— Material to process —
# # # # #

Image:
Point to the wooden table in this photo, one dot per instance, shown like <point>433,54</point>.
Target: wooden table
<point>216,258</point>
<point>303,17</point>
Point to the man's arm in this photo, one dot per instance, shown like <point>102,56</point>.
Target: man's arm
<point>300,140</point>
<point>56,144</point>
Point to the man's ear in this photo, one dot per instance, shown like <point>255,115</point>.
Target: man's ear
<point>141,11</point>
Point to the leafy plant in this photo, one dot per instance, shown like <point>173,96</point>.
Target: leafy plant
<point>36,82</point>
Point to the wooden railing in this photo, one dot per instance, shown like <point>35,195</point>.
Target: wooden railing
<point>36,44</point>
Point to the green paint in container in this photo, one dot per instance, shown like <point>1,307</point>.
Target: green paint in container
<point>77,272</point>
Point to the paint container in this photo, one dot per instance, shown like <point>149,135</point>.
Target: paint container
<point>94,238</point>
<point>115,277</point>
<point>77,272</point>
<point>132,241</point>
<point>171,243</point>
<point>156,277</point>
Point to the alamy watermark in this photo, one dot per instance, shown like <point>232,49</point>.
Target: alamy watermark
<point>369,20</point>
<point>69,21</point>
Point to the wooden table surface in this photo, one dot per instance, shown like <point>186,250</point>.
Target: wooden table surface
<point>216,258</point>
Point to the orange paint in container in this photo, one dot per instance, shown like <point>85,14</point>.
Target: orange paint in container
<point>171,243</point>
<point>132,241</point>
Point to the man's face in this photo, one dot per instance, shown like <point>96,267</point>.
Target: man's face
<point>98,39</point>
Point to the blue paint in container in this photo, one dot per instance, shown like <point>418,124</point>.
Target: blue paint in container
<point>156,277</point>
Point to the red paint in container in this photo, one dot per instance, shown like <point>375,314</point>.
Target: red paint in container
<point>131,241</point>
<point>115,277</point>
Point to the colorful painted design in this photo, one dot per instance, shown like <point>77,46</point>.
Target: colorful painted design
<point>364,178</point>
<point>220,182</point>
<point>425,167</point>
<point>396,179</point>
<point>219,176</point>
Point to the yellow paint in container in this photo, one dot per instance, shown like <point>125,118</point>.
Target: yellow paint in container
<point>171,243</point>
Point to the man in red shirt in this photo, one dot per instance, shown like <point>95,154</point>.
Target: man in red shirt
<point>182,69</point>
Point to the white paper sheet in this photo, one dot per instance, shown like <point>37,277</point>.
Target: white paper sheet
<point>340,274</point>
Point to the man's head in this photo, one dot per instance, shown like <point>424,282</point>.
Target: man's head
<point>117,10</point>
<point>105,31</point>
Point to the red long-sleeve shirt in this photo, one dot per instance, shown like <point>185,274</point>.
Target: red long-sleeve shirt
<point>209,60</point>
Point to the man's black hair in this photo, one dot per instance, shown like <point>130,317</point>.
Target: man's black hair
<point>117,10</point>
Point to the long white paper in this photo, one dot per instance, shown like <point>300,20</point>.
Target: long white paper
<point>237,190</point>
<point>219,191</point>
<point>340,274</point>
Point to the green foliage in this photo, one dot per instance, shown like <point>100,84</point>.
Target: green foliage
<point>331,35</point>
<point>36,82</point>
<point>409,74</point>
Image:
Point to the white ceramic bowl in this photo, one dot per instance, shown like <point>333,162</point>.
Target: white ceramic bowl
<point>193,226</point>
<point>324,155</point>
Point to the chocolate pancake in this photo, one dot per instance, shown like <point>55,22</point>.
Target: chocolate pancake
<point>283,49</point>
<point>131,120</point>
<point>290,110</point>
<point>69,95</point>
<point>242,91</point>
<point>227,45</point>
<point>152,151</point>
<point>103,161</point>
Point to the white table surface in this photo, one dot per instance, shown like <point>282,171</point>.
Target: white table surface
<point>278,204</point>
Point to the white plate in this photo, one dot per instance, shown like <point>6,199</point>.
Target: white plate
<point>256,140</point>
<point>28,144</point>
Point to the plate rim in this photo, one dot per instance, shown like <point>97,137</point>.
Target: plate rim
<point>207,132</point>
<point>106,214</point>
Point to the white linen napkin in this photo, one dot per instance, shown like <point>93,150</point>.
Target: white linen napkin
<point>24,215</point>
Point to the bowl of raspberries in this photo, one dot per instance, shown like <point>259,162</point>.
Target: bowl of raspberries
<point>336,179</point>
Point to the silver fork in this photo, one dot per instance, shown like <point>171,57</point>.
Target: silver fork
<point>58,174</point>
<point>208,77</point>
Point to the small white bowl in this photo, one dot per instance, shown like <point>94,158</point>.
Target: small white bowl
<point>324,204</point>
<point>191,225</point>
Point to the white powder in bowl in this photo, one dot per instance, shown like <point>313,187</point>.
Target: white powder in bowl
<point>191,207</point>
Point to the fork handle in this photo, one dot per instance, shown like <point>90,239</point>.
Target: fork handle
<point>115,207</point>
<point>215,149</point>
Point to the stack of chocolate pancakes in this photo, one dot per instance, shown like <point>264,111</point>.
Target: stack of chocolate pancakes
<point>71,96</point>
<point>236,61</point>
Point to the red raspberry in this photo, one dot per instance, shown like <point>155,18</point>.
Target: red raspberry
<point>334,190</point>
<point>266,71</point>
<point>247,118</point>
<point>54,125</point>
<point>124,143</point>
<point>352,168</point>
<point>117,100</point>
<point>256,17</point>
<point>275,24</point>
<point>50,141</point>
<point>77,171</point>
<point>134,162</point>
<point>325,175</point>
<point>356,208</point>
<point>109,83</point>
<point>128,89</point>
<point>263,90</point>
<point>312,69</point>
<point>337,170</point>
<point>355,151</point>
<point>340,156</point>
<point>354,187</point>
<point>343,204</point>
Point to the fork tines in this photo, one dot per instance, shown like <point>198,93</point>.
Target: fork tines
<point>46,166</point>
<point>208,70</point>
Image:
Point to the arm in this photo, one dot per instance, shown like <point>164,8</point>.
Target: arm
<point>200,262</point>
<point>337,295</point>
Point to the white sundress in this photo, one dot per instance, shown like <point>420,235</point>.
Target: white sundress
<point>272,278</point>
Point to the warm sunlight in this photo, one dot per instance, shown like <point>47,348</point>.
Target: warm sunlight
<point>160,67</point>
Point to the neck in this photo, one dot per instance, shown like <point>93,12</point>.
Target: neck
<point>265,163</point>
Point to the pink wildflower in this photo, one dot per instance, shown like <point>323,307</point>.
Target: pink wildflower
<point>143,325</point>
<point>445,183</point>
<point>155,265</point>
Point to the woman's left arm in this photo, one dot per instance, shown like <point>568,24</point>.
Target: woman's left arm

# # # # #

— Your objective —
Reproduce every line in the data that has the word "left" in it.

— Exercise output —
Point to the woman's left arm in this photo, one dot per instance, shown like <point>568,24</point>.
Target: woman's left arm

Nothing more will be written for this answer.